▶ [YOUR GOAL]:
Take the data below and repeat it exactly.
##########
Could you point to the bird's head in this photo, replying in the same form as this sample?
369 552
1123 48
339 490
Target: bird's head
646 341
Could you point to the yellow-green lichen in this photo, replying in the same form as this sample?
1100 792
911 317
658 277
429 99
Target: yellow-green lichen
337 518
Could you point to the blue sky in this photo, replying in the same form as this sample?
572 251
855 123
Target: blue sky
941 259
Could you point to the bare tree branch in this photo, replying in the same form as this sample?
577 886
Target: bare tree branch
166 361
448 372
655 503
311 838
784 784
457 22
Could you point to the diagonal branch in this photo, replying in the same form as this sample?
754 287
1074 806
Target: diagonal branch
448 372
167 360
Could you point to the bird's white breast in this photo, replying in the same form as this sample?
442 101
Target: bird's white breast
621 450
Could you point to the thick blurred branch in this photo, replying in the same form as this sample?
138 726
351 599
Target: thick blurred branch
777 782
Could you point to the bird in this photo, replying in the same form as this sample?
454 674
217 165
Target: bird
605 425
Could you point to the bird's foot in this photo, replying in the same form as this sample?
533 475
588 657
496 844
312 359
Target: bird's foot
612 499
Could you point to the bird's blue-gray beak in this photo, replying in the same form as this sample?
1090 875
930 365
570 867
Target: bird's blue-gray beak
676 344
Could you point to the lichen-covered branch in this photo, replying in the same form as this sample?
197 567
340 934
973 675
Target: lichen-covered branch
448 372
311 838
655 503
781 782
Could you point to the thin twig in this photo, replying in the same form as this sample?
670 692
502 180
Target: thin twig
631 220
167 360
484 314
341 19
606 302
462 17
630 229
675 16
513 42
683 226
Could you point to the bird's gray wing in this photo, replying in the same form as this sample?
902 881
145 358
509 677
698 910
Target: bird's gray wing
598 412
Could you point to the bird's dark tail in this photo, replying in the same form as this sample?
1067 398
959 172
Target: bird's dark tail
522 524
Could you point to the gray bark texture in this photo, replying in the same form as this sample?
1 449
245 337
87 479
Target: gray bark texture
##########
▶ [RESULT BELOW]:
Could you point to the bird's head in this photo, replying in the same form as this sample?
369 552
1123 48
339 490
Target: bird's head
646 341
Could you point to the yellow-green lichen in this photo, replying in the same form as this sample?
1100 792
911 317
658 277
429 99
Target: yellow-green lichen
337 518
Could you point to the blue sky in this photo, replying in the same form as this sample?
572 251
855 123
Target: blue sky
941 259
Could you point to the bare tree branch in this photo, replying in the same form as this sample?
577 886
Target: bare tree branch
166 361
448 372
655 503
311 838
784 784
457 22
Could you point to the diagonal branch in this photo, replying in the same form as this sample?
754 287
1074 806
Target: diagonal branch
448 372
167 360
Could you point to the bird's white breast in this photo, replying in the same form as this sample?
442 101
Target: bird's white breast
621 450
Could you point to the thick blurred branch in this photo, replying in the same form as this sample?
138 726
351 599
Target: thick blurred branch
777 782
Could you point to the bird in this photo, replying in the same form as this sample?
454 674
217 165
Target: bird
605 425
Could you point to the bird's foot in this photo, replying in the same form as this sample?
533 475
588 657
496 844
312 359
Target: bird's foot
612 499
Could you point to the bird's blue-gray beak in this photo, replying in the same form as this sample?
1090 875
930 365
570 867
Target: bird's blue-gray beak
676 344
Could you point to the lichen-covered branch in this photo, replying in the same form as this sample?
197 567
340 934
973 675
Target: lichen-covered branch
448 372
311 838
655 503
781 782
Could you point to the thin twig in this photo, replying in the same form as this sample?
670 692
502 180
Target: thin twig
631 220
167 360
484 314
341 19
606 302
462 17
630 229
675 16
513 42
683 226
Could you point to the bird's gray wing in this photo, replying in the same form as this sample?
902 881
145 358
509 677
698 910
Target: bird's gray wing
598 412
Could you point to the bird's dark tail in this photo, replying in the same form as this sample?
1067 398
959 172
Target: bird's dark tail
522 524
Could you point to the gray bark texture in this photo, replying in the same form as this sample?
1 449
245 337
87 479
Target: gray bark texture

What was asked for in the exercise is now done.